### Task goal:
Leaving out every line before the one with "Target: belt", write out the rest of the records below exactly.

(Natural language region descriptions)

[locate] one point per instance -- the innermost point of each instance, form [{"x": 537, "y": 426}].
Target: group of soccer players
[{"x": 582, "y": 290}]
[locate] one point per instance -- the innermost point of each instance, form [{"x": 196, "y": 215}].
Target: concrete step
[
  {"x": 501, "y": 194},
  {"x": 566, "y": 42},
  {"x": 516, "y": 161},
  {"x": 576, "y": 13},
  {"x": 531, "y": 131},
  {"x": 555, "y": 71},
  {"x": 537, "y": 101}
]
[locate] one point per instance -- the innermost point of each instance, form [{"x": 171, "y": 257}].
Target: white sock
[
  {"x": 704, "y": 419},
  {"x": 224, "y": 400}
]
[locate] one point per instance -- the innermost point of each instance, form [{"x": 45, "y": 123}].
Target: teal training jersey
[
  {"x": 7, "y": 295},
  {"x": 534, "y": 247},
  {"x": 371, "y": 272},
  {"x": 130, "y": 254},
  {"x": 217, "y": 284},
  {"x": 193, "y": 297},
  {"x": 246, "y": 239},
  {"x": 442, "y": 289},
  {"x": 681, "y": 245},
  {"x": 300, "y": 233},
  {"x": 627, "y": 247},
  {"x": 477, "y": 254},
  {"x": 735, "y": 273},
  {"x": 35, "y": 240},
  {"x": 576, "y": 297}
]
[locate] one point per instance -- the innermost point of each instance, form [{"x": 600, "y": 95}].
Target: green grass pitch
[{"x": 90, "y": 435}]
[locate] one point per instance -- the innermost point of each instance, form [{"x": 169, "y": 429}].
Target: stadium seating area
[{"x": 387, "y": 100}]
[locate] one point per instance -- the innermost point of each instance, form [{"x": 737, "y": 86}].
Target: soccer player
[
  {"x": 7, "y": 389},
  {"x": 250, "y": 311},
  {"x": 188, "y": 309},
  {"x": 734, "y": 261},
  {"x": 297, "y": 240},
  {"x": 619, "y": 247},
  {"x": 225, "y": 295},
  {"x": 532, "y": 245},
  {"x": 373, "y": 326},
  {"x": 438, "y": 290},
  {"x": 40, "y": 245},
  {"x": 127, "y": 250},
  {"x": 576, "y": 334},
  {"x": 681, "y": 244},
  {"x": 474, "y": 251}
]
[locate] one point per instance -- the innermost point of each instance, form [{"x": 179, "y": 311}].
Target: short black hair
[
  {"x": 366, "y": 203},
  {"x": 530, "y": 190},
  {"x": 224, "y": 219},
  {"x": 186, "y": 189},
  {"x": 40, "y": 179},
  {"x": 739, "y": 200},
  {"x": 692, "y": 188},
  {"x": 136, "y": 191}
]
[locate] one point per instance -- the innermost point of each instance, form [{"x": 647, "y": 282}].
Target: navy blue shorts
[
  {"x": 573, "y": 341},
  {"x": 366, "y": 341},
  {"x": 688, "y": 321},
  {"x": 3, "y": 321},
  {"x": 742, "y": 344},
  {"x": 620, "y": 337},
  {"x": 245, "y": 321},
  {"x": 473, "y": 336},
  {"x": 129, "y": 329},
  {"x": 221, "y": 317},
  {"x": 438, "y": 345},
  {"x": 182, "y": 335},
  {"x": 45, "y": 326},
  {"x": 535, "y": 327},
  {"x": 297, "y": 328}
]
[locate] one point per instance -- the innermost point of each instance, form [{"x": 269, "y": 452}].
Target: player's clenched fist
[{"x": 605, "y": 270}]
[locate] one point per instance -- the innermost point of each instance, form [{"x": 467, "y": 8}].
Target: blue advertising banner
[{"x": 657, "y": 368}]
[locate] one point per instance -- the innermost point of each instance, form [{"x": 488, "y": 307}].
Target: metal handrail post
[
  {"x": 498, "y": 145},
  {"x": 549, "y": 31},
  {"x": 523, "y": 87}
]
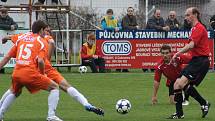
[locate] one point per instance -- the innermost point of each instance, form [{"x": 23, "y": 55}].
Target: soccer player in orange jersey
[
  {"x": 54, "y": 75},
  {"x": 29, "y": 51}
]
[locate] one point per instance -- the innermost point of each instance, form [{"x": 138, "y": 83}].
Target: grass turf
[{"x": 103, "y": 90}]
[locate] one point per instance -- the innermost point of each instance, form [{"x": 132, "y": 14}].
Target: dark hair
[
  {"x": 38, "y": 25},
  {"x": 165, "y": 47},
  {"x": 109, "y": 11},
  {"x": 130, "y": 8},
  {"x": 3, "y": 10},
  {"x": 91, "y": 36},
  {"x": 156, "y": 10}
]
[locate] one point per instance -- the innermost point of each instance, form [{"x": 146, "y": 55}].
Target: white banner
[{"x": 4, "y": 48}]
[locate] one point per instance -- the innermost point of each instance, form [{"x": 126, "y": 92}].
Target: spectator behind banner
[
  {"x": 156, "y": 22},
  {"x": 6, "y": 22},
  {"x": 186, "y": 25},
  {"x": 91, "y": 56},
  {"x": 172, "y": 21},
  {"x": 109, "y": 22}
]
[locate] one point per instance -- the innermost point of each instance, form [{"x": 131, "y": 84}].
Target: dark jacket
[
  {"x": 5, "y": 23},
  {"x": 129, "y": 23},
  {"x": 173, "y": 24},
  {"x": 186, "y": 26},
  {"x": 156, "y": 24}
]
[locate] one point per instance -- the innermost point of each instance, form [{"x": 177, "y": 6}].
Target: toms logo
[{"x": 116, "y": 48}]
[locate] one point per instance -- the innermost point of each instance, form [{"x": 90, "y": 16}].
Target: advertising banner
[{"x": 141, "y": 49}]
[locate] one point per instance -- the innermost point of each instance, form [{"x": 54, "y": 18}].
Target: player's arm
[
  {"x": 41, "y": 57},
  {"x": 41, "y": 65},
  {"x": 51, "y": 48},
  {"x": 156, "y": 85},
  {"x": 5, "y": 39},
  {"x": 12, "y": 53},
  {"x": 84, "y": 53}
]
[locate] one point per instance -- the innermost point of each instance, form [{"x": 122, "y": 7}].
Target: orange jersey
[
  {"x": 48, "y": 64},
  {"x": 45, "y": 41},
  {"x": 27, "y": 49}
]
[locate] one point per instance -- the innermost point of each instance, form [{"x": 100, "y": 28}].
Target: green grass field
[{"x": 104, "y": 90}]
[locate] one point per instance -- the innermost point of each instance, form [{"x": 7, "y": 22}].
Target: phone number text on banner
[{"x": 141, "y": 49}]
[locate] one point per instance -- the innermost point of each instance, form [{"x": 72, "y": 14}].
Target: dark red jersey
[
  {"x": 171, "y": 70},
  {"x": 199, "y": 36}
]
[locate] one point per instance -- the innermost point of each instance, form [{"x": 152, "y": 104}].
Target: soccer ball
[
  {"x": 82, "y": 69},
  {"x": 123, "y": 106}
]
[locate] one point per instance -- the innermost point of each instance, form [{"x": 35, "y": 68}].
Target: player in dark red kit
[
  {"x": 195, "y": 71},
  {"x": 170, "y": 70}
]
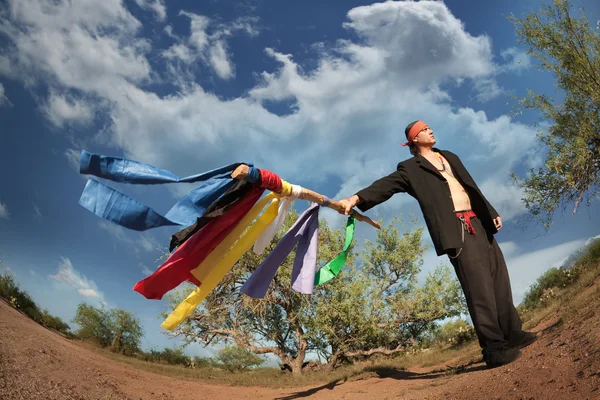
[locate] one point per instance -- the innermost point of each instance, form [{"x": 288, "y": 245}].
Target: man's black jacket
[{"x": 420, "y": 179}]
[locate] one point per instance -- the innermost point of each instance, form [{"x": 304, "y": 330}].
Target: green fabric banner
[{"x": 333, "y": 267}]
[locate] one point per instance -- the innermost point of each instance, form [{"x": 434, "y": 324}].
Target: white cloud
[
  {"x": 87, "y": 45},
  {"x": 61, "y": 109},
  {"x": 516, "y": 60},
  {"x": 4, "y": 211},
  {"x": 3, "y": 99},
  {"x": 88, "y": 292},
  {"x": 207, "y": 42},
  {"x": 67, "y": 275},
  {"x": 509, "y": 249},
  {"x": 73, "y": 157},
  {"x": 524, "y": 269},
  {"x": 219, "y": 59},
  {"x": 350, "y": 110},
  {"x": 157, "y": 6}
]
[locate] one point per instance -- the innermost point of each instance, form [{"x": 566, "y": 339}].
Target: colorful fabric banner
[
  {"x": 114, "y": 206},
  {"x": 333, "y": 268},
  {"x": 215, "y": 275},
  {"x": 177, "y": 268},
  {"x": 307, "y": 224}
]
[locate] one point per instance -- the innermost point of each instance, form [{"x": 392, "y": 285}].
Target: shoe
[
  {"x": 501, "y": 356},
  {"x": 525, "y": 340}
]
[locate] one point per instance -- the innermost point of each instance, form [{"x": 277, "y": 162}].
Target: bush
[
  {"x": 174, "y": 356},
  {"x": 23, "y": 302},
  {"x": 545, "y": 286},
  {"x": 592, "y": 255},
  {"x": 455, "y": 333},
  {"x": 19, "y": 299},
  {"x": 237, "y": 358},
  {"x": 53, "y": 322}
]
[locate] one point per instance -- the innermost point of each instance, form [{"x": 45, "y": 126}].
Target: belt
[{"x": 465, "y": 217}]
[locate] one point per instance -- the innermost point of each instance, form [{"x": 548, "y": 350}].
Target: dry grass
[
  {"x": 273, "y": 377},
  {"x": 566, "y": 304}
]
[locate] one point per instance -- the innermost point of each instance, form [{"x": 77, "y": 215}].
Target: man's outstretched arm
[{"x": 378, "y": 192}]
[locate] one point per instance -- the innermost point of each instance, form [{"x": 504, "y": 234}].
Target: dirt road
[{"x": 36, "y": 363}]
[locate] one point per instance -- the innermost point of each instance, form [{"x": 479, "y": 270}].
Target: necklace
[{"x": 443, "y": 165}]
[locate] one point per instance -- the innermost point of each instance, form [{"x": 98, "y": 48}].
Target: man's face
[{"x": 425, "y": 137}]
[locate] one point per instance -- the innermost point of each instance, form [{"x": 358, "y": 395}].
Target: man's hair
[{"x": 411, "y": 146}]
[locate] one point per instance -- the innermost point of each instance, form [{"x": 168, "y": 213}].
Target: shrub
[
  {"x": 541, "y": 291},
  {"x": 237, "y": 358},
  {"x": 455, "y": 333}
]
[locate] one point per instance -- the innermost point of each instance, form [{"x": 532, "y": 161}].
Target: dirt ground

### Written reply:
Target: belt
[{"x": 465, "y": 217}]
[locate] one point per instance -- the innermost point of each instance, form [{"x": 548, "y": 350}].
Target: dry grass
[
  {"x": 273, "y": 377},
  {"x": 566, "y": 304}
]
[locate] one point per instance -- the innermost point of each instance, form [{"x": 77, "y": 215}].
Target: man's outstretched arm
[{"x": 378, "y": 192}]
[locate] one point per instance -- the innermost point of each instance, form [{"x": 504, "y": 234}].
Target: dirt road
[{"x": 36, "y": 363}]
[locate] one point per instance -- the innermost point of each instance, form [{"x": 479, "y": 270}].
Target: necklace
[{"x": 443, "y": 165}]
[locate] one point per instance -- the innermost point of each instance, form [{"x": 98, "y": 48}].
Target: man's face
[{"x": 425, "y": 137}]
[locate] one point per instance -- the innermost point of each instance, form [{"x": 358, "y": 395}].
Target: man's hair
[{"x": 411, "y": 146}]
[locate] one point per instance -- the innermost point of each instance, form [{"x": 168, "y": 213}].
Target: shrub
[
  {"x": 541, "y": 291},
  {"x": 237, "y": 358},
  {"x": 455, "y": 333}
]
[locate] one point per instance -- the innermost point of each instance, form [{"x": 532, "y": 161}].
Target: dirt ground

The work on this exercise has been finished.